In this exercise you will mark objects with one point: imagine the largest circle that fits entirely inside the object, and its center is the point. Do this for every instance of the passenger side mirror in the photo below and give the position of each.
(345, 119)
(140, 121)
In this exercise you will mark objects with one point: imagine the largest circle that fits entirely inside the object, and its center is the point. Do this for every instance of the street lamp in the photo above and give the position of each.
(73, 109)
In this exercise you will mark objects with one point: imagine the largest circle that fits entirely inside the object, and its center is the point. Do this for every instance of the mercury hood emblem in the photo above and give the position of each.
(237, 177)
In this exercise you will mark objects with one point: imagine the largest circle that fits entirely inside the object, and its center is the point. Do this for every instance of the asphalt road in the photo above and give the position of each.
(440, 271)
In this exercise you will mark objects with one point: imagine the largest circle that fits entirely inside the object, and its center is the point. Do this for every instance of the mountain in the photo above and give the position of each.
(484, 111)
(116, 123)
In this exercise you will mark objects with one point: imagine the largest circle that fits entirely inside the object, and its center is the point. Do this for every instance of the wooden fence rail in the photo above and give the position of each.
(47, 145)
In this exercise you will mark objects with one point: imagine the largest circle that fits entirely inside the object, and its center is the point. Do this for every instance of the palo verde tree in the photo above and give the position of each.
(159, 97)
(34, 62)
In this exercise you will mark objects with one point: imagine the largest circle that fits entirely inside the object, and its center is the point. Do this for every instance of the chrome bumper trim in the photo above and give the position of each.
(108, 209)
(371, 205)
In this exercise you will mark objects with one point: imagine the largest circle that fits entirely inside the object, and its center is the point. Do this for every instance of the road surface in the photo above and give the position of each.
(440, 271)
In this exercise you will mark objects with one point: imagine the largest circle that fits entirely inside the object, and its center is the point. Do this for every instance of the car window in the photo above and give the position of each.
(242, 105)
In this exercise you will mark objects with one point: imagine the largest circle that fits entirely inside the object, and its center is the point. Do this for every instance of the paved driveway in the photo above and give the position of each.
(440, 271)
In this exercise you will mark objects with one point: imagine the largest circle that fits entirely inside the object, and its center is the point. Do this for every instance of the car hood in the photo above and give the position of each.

______

▸ **Aim of the exercise**:
Rewrite the entries above as a numbered list, leaving out any blank lines.

▸ **Task answer**:
1. In this exercise you will mark objects with one point: imagine the largest circle that fits entirely inside the object, and its center is the point. Do this for every instance of the passenger side mirror in the photo below and give the position of each.
2. (345, 119)
3. (140, 121)
4. In this exercise you will mark objects with one point: imagine the largest circle that fits entirely inside the object, and its center is the point. Do this for every instance of the street lamp in the photo above and give the position of each.
5. (73, 109)
6. In this exercise you will mark objects with one point: imagine the largest circle that fits entirely inside the object, and its center is the point. Do this for every instance of the mercury hood emblem in the photo above and give the position of each.
7. (237, 177)
8. In this exercise you will mark objects with one point: imagine the largest circle that fits entirely inside the object, and its center is the point. Do this for every instance of the asphalt road in the photo above and give the position of each.
9. (440, 271)
10. In this exercise you will mark objects with one point: imagine the largest circle that fits entirely inside the object, and its center is the point. Do this for every instance of the mountain in the photo above and give the position of each.
11. (484, 111)
12. (116, 123)
13. In this exercise you will mark objects with one point: imagine the largest circle that fits entirely inside the object, and its center is the point. Do this for every instance of the wooden fence rail in the photo above and give the position of each.
14. (47, 145)
15. In this exercise you will mark objects with one point: imagine the largest circle that fits entirely inside the object, and its center is the point. Do this for every instance of the palo verde tree in the photo above and give the position of each.
16. (159, 97)
17. (34, 62)
18. In this exercise you will mark objects with one point: imagine the largest circle that fits entirely inside the object, and its center is the point. Do this for every instance of the chrome bumper trim in the photo above and give the position of each.
19. (108, 209)
20. (371, 205)
21. In this exercise you will mark objects with one point: imagine the largest circle that fits entirely inside the object, and its center is the point. Do this for every instance of the road surface in the photo above and give the position of each.
22. (440, 271)
23. In this exercise you will mark objects with one point: imagine the largest circle that fits entirely inside the object, and its center is the point. Do this for every instance of the car window in the photo above and give the position of each.
24. (242, 105)
25. In this exercise you will mark objects with one point: imagine the largest circle that fits entirely inside the object, and its center is the point. Do this for every instance of the paved driveway in the photo above and give the position of each.
26. (440, 271)
27. In this exercise you will mark objects with one point: imagine the largest circle that fits entirely inside the object, and its center is the point. Do this for every instance of the car hood in the photo above and give the position of each.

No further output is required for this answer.